• **Location identification items**:
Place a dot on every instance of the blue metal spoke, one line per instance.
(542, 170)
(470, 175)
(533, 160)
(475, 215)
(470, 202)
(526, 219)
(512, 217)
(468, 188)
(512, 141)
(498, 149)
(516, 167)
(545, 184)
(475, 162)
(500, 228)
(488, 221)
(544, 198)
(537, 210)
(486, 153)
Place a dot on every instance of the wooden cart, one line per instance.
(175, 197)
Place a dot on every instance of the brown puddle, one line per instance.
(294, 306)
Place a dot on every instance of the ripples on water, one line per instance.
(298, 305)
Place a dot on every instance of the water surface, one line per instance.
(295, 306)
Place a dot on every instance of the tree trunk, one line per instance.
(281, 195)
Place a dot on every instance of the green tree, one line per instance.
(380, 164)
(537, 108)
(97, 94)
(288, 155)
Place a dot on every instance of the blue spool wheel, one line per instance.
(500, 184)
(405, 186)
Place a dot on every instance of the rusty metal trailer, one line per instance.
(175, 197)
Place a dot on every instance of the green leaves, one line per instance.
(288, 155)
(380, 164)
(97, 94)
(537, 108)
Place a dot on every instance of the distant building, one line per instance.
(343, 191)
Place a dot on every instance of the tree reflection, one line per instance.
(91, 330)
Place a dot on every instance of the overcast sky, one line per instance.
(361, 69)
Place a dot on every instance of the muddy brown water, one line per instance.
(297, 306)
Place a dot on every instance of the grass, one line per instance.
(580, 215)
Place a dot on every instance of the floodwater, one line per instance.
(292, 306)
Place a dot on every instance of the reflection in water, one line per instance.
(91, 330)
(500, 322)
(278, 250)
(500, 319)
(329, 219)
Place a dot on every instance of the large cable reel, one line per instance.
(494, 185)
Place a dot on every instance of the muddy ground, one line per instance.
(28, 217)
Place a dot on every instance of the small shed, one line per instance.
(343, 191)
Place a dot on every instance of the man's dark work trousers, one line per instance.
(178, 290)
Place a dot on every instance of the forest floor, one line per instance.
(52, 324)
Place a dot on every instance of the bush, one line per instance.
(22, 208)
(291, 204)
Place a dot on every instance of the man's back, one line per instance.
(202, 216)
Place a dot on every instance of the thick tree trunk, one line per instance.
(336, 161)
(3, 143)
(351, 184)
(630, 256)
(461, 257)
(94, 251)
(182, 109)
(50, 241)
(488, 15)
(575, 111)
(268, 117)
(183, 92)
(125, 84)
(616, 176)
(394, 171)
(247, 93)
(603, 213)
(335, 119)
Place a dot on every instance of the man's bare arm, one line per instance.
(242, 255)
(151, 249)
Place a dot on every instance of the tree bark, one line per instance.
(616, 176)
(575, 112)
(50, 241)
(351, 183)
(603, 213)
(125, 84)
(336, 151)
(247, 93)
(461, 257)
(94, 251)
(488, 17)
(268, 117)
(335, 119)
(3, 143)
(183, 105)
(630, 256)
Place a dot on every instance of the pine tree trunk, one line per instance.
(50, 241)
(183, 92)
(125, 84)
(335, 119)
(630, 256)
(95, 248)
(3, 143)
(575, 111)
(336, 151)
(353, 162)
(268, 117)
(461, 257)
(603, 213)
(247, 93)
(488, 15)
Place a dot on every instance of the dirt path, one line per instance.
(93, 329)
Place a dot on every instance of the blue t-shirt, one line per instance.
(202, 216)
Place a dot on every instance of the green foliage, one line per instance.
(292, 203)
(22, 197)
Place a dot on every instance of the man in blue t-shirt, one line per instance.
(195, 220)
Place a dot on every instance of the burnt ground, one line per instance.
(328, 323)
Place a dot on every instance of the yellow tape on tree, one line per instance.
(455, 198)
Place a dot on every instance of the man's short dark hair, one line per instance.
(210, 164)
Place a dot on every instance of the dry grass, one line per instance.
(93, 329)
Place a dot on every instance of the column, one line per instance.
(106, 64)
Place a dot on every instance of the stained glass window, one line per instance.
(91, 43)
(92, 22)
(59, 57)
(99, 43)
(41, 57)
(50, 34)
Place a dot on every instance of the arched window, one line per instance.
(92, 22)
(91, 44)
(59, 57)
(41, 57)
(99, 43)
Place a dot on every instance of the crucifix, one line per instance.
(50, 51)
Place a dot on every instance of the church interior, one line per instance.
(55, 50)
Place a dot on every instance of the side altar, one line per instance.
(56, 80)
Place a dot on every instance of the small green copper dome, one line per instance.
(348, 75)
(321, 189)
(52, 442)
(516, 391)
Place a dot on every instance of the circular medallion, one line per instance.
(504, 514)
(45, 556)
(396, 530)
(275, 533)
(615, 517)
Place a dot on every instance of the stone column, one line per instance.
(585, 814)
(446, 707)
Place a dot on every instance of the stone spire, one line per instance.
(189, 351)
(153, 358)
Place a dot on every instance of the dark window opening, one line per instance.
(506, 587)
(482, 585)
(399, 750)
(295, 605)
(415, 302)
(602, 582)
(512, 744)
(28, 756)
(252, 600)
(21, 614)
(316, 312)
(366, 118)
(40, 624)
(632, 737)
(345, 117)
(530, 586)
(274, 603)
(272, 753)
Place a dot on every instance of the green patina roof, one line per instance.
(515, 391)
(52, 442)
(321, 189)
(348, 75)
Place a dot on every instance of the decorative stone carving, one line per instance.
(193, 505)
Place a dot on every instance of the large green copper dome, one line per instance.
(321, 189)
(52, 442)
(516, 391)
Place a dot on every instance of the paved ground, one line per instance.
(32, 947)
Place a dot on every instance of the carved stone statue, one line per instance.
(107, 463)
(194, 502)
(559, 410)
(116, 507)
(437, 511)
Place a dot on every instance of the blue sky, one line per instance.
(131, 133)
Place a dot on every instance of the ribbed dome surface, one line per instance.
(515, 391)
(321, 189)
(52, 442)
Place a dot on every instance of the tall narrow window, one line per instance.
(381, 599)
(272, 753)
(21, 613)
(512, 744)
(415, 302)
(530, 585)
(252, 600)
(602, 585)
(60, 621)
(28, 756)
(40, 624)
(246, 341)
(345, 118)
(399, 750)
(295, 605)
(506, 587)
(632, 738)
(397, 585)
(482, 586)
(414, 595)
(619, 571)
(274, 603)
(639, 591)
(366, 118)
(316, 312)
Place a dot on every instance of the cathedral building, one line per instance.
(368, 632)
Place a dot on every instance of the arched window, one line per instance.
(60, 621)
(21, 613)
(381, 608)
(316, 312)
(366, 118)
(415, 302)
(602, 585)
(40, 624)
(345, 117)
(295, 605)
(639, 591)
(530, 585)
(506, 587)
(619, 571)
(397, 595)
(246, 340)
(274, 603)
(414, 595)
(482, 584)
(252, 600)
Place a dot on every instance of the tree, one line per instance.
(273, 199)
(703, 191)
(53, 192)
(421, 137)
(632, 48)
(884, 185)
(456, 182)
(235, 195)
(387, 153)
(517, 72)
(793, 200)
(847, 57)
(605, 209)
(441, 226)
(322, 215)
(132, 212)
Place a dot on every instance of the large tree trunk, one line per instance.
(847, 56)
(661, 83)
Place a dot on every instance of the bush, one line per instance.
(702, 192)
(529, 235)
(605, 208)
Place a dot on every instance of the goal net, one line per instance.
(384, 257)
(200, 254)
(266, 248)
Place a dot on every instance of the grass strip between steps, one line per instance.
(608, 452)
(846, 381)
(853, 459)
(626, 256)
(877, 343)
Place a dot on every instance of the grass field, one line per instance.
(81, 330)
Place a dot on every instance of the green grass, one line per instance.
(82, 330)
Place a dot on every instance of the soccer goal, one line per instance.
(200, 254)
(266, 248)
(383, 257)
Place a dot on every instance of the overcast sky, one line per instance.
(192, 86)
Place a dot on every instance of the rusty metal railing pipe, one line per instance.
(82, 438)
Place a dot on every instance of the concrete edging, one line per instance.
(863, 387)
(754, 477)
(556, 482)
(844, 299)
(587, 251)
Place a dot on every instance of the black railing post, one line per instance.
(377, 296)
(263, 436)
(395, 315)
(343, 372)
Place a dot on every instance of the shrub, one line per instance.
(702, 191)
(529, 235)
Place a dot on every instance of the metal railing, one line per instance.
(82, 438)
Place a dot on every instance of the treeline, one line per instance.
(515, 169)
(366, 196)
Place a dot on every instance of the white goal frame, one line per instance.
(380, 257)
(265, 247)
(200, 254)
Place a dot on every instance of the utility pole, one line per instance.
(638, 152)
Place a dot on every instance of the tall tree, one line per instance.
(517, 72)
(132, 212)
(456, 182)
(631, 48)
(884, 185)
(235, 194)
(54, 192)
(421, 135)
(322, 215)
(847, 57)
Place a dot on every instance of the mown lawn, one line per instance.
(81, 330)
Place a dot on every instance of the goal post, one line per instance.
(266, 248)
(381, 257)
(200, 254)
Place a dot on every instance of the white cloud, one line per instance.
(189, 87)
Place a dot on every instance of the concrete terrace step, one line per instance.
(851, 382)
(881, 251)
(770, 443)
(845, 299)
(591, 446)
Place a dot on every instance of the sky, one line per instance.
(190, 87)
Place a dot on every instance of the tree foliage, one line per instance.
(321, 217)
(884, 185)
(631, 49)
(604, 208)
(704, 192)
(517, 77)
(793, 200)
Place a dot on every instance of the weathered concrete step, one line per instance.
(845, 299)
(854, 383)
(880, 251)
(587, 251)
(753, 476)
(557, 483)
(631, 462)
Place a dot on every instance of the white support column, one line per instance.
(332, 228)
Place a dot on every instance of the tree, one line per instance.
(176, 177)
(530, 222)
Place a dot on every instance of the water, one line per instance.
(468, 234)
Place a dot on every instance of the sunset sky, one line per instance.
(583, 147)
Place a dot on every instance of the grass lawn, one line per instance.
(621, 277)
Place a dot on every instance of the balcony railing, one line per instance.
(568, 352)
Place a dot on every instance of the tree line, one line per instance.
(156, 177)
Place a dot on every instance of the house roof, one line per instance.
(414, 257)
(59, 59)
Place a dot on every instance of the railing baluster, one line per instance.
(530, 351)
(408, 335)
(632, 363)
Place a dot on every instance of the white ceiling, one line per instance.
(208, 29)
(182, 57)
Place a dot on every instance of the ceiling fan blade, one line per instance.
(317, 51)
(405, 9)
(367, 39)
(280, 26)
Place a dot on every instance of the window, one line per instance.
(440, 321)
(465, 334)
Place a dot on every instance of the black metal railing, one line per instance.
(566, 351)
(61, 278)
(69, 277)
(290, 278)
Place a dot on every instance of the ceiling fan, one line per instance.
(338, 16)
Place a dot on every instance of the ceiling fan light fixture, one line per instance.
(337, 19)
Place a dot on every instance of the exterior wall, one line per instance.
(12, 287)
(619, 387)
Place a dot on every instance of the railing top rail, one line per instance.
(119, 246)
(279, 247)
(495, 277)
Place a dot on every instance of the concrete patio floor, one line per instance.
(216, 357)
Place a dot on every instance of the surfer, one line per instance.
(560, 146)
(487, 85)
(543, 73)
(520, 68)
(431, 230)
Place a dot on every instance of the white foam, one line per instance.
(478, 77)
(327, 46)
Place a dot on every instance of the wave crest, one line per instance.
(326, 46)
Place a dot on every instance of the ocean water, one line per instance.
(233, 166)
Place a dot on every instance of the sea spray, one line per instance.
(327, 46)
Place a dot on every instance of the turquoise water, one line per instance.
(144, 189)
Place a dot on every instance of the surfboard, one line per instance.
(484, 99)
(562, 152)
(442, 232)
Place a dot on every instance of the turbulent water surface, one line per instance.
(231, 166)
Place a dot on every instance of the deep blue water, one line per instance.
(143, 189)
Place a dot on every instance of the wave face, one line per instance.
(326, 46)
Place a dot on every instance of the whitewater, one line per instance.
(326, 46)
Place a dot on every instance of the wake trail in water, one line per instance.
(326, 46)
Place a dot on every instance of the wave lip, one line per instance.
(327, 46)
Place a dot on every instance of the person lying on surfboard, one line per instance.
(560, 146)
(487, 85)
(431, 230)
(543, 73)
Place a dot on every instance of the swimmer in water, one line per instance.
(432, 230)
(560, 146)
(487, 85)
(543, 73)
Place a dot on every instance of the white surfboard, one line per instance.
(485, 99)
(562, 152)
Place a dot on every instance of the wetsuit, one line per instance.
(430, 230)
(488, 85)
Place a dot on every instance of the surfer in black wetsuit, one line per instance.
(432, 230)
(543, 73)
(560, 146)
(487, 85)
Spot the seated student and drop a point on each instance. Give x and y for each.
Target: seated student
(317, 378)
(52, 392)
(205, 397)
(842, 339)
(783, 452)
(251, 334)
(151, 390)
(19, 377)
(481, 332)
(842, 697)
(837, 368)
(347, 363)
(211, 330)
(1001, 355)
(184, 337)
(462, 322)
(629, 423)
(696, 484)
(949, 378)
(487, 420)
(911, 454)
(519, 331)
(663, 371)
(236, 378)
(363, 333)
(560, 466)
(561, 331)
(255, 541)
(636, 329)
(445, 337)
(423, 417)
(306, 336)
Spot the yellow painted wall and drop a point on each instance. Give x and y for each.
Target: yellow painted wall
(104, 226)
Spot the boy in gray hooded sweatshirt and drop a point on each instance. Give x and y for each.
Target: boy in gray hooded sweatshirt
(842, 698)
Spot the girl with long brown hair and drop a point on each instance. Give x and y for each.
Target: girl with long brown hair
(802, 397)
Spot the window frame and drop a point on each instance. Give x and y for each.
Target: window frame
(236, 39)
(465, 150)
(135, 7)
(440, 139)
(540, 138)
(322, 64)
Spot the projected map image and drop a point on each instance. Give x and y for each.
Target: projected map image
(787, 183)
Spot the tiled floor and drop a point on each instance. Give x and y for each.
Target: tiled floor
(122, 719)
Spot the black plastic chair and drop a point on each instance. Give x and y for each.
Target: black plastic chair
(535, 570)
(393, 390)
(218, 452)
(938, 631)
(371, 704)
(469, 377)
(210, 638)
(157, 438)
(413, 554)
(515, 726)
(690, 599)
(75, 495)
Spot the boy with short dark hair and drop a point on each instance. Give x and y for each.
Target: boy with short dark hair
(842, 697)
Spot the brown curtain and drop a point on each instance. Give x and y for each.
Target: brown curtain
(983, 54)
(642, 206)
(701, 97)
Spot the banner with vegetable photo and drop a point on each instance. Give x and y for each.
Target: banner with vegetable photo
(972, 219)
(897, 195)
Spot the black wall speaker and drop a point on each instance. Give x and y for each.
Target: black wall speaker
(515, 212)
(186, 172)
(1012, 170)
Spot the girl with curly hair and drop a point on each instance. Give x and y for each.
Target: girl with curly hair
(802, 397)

• **Prompt**:
Repeat, with no changes, each line from the one with "Spot the yellow" to the end of the listing, including both ends and nothing else.

• **Written reply**:
Spot the yellow painted wall and drop a point on each instance. Give x and y for each.
Target: yellow painted wall
(104, 226)
Spot the boy in gray hooded sweatshirt and drop a point on each instance. Give x and y for each.
Target: boy in gray hooded sweatshirt
(842, 698)
Spot the girl with long brown hair and drop a point on each instance. Give x and y for each.
Target: girl with long brown hair
(802, 397)
Spot the window frame and drop a point on each instance. Give x and y for each.
Target: window frame
(236, 39)
(465, 150)
(135, 7)
(440, 139)
(540, 138)
(322, 64)
Spot the projected map image and drop a point on each instance. Give x and y for each.
Target: projected map image
(787, 183)
Spot the tiled floor and drop a point on each instance. Give x and y for each.
Target: tiled floor
(122, 719)
Spot the black plastic chair and drop a point on each instance. Give x and y for each.
Target: black plastic chair
(535, 570)
(393, 390)
(218, 452)
(938, 631)
(371, 704)
(469, 377)
(210, 638)
(157, 438)
(413, 554)
(515, 726)
(690, 599)
(75, 495)
Spot the boy with short dark hair and drop a point on each instance. Give x and y for each.
Target: boy with short dark hair
(842, 697)
Spot the brown curtain and drop a point on each instance. Give x and y for each.
Target: brown curtain
(983, 54)
(642, 206)
(701, 97)
Spot the banner with vegetable photo and drop a point on each instance. Give x and y for each.
Target: banner with vegetable photo
(972, 219)
(897, 195)
Spot the black wall speaker and drop a point on each instance. Give x and y for each.
Target: black wall speaker
(515, 212)
(186, 172)
(1012, 170)
Spot the girl with curly hair and drop a point on each instance. Give x and y for each.
Target: girl with curly hair
(802, 397)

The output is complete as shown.